株式会社ナラザキフーズ 釧路工場(以下、ナラザキフーズ)では、2020年にJFS-C規格の認証を取得しています。食品安全マネジメントシステム規格としてはJFS-C規格のほか、ISO 22000、FSSC 22000も一般的です。今回、なぜJFS-C規格を選んだかというと、「ナラザキフーズの最大の販売先である大手コンビニエンスストアから、食品メーカーに対する推奨事項として、JFS-B規格以上への対応という話があったからです」と副本部長である落石剛次様が説明してくれました。

最大の販売先から求められたことから、JFS-C規格へ取り組むことになりましたが、そのスタート時点で、食品安全の仕組みはすでに導入していました。当時の状況を次のようにいいます。

「食品安全の対応については、それ以前より大手コンビニの製造ベンダーを中心に製品を長年供給してきており、二者監査を含めてレベルの高い顧客要求事項に応えるために、HACCPの仕組みの導入・運用や衛生管理活動を実践してきていました。

(データセットに含まれる項目)
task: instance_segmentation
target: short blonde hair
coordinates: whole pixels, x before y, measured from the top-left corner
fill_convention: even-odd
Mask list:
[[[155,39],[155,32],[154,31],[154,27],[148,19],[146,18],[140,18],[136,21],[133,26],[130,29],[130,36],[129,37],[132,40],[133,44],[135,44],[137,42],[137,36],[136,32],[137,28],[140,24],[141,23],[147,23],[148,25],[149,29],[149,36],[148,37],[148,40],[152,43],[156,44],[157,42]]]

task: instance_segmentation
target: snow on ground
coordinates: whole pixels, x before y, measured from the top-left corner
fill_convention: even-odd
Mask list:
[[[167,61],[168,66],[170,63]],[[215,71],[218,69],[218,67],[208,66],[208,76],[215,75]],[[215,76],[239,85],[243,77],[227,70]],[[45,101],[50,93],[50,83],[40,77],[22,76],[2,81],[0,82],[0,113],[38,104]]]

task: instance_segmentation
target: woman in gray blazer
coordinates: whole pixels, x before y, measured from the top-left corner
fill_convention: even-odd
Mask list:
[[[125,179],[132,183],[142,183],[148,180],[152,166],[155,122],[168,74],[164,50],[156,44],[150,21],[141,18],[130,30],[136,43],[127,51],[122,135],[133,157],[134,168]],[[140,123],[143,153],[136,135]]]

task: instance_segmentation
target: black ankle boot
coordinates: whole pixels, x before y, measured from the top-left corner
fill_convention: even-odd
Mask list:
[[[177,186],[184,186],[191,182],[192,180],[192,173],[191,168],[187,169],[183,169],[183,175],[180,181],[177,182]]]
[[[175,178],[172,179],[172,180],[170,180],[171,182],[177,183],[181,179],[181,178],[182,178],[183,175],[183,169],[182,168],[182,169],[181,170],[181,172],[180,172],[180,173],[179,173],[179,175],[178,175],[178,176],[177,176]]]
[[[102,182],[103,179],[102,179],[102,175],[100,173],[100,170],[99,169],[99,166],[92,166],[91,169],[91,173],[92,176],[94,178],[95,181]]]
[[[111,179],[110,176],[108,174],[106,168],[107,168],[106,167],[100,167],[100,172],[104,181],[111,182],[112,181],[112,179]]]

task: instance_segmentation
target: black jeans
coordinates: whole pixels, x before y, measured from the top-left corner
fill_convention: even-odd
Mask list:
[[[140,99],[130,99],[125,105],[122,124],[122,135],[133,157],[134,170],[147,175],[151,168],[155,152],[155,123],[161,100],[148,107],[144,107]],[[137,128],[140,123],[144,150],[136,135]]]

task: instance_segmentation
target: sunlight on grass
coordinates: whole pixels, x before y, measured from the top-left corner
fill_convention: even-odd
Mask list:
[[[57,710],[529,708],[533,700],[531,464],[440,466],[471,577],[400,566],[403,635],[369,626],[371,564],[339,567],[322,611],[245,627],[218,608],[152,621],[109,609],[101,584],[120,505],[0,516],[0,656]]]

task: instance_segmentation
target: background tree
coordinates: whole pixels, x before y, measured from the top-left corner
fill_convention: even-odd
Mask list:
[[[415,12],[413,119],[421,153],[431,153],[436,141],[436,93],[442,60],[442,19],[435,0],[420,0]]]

▶ [課題]: JFS-C規格の認証取得についての文章から、「最大の販売先から求められたこ」を含む語句で始まり「活動を実践してきていました。」で終わる部分を、一字も変えずに書き写すこと。

▶ [解答]:
最大の販売先から求められたことから、JFS-C規格へ取り組むことになりましたが、そのスタート時点で、食品安全の仕組みはすでに導入していました。当時の状況を次のようにいいます。

「食品安全の対応については、それ以前より大手コンビニの製造ベンダーを中心に製品を長年供給してきており、二者監査を含めてレベルの高い顧客要求事項に応えるために、HACCPの仕組みの導入・運用や衛生管理活動を実践してきていました。